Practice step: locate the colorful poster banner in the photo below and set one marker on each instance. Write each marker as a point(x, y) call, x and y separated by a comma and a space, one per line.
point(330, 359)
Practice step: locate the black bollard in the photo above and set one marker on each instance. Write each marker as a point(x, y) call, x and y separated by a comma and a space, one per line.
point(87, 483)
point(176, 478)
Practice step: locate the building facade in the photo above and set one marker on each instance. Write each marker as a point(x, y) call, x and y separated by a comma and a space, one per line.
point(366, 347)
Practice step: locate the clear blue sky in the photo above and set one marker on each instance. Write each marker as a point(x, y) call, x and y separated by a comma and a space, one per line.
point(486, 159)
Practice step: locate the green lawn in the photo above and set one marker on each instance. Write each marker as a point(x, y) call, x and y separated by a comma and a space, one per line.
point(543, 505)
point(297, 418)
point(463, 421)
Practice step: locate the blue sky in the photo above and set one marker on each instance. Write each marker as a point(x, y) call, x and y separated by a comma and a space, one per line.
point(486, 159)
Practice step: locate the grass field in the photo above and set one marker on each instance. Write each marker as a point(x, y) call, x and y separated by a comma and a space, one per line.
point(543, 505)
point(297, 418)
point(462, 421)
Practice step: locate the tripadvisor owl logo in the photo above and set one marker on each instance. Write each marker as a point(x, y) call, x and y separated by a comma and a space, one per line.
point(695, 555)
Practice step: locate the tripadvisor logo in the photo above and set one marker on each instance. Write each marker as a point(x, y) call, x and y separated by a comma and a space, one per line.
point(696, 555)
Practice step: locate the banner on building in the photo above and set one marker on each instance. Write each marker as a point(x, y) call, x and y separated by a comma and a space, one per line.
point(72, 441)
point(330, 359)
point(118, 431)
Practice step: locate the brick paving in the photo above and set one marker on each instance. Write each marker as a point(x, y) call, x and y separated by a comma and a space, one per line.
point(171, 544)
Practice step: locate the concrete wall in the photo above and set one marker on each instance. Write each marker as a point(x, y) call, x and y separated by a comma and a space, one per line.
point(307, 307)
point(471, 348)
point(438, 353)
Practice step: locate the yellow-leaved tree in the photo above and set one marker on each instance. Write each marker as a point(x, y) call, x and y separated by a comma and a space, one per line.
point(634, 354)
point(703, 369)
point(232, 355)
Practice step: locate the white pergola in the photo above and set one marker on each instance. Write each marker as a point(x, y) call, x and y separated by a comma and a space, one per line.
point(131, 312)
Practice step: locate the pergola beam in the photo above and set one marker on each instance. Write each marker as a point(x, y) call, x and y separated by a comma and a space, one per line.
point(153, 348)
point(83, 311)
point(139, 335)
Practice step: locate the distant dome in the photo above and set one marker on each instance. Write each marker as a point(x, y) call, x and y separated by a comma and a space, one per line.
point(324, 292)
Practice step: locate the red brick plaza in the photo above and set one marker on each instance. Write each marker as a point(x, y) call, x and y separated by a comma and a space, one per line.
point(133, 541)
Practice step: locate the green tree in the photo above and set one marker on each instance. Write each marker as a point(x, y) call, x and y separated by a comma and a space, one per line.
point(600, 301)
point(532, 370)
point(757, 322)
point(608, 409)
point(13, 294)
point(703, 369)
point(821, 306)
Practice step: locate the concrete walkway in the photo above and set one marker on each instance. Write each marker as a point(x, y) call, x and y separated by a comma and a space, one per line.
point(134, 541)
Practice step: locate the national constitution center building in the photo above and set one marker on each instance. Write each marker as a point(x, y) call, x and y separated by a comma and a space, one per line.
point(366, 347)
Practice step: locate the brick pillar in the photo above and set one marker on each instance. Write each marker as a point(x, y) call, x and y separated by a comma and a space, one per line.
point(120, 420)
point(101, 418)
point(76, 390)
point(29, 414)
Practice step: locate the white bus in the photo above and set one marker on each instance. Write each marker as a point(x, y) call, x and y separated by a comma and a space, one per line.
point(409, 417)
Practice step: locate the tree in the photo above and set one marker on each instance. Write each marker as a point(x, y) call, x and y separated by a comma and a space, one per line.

******

= TASK BRIEF =
Format all of the lines above as a JSON list of strings, one string per line, leaving out any blank lines.

= EXERCISE RESULT =
[
  "Practice step: locate the colorful poster banner in the photo below and set one marker on each instance. Write each marker as a point(x, y) call, x and y separated by a comma and a space, one per line.",
  "point(330, 359)",
  "Practice step: locate the black bollard in the photo above and set one marker on each instance. Write each marker as a point(x, y) call, x and y separated by a comma and a space, one per line.",
  "point(87, 483)",
  "point(176, 478)",
  "Practice step: locate the building facade in the photo above and set one marker on each instance. Write each marker as a point(x, y) call, x and y separated by a comma and a space, one per line.",
  "point(366, 347)",
  "Practice step: locate the clear blue sky in the photo above and set one marker on each instance. Write each marker as a point(x, y) call, x and y separated by a comma and a space, one per line.",
  "point(486, 159)",
  "Practice step: locate the green lawn in the photo above and set one marker on each instance. Write each marker as a point(x, y) call, x and y separated by a comma and a space, one per line.",
  "point(543, 505)",
  "point(297, 418)",
  "point(463, 421)",
  "Practice step: locate the blue sky in the photo above and set one marker on each instance. Write each marker as a point(x, y) call, x and y separated by a comma and a space, one per line.",
  "point(486, 159)",
  "Practice step: locate the grass field in the photo above and set one marker on each instance. Write each marker as a point(x, y) call, x and y separated by a comma and a space, one per line.",
  "point(543, 505)",
  "point(297, 418)",
  "point(462, 421)",
  "Practice step: locate the tripadvisor owl logo in the photo above and set one marker on each instance. Write each marker as a point(x, y) call, x and y separated by a comma and a space, one per line.",
  "point(695, 555)",
  "Practice step: locate the tripadvisor logo in the photo above and set one marker on each instance. Write each marker as a point(x, y) call, x and y separated by a comma and a space, one per line.",
  "point(696, 555)",
  "Practice step: locate the banner on building in the photo above and set one marker on each instance. Write each marker as a point(x, y) call, x and y separated by a comma and a space, one per line.",
  "point(72, 441)",
  "point(330, 359)",
  "point(118, 431)",
  "Practice step: locate the brick paving in the photo above and set one marker on each instance. Write each marker as a point(x, y) call, x and y separated by a comma and a space, one per line.",
  "point(171, 544)",
  "Practice step: locate the concrete wall in the photo above and set one marker on each instance. Write each marker as a point(x, y) call, x and y separated by a comma and a space, one per line.",
  "point(307, 307)",
  "point(471, 348)",
  "point(438, 353)",
  "Practice step: locate the yellow-leaved tree in the photo above and set one marker on each instance. Write each marker as a point(x, y) call, x and y separated by a comma and a space, one per line.",
  "point(634, 354)",
  "point(703, 369)",
  "point(232, 355)",
  "Practice step: locate the white pergola in the photo above and set one marker on each instance. Write each marker as a point(x, y) call, x and y separated by a comma and a space, one per line.",
  "point(131, 312)",
  "Practice step: locate the pergola beam in the photo above and set one marker on each instance. Write each marker as a point(x, y) call, x and y separated by a comma and a space, one per line.",
  "point(153, 348)",
  "point(83, 311)",
  "point(139, 335)",
  "Practice step: locate the distant dome in the photo above and set one marker on each instance. Write each marker as a point(x, y) call, x and y separated by a comma and a space, one per line.",
  "point(324, 292)",
  "Practice step: locate the red brick plaza in the photo above and set one marker on each instance. Write each marker as a point(x, y) call, x and y separated by a comma and a space, one per line.",
  "point(133, 541)",
  "Practice step: locate the green tree in the photo above and set one marker on each instance. Write each marker as a point(x, y) call, x and y separated by a comma and a space, one per line.",
  "point(600, 301)",
  "point(532, 370)",
  "point(757, 322)",
  "point(608, 409)",
  "point(13, 294)",
  "point(703, 369)",
  "point(821, 306)",
  "Practice step: locate the concrete walkway in the photo above and set one marker on each instance. Write each marker as a point(x, y) call, x and y separated by a comma and a space, one per line.",
  "point(134, 541)",
  "Practice step: locate the national constitution center building in the photo above and set one marker on each instance. Write each marker as a point(x, y) call, x and y separated by a comma and a space, one per line.",
  "point(366, 347)",
  "Practice step: locate the brick pillar in the photo above and set one marker on each instance. Write each marker as a point(x, y) call, x and y separated by a comma and a space, one per line.",
  "point(120, 420)",
  "point(101, 418)",
  "point(76, 390)",
  "point(29, 414)",
  "Practice step: locate the white bus in the photo above and set one marker on each instance. Write each marker as a point(x, y) call, x and y separated by a comma and a space, one per line.",
  "point(409, 417)",
  "Practice step: locate the tree in the photo above and set one marker on each instance. Write each marker as a point(x, y) call, x and y separated by a comma and a space, one per line."
]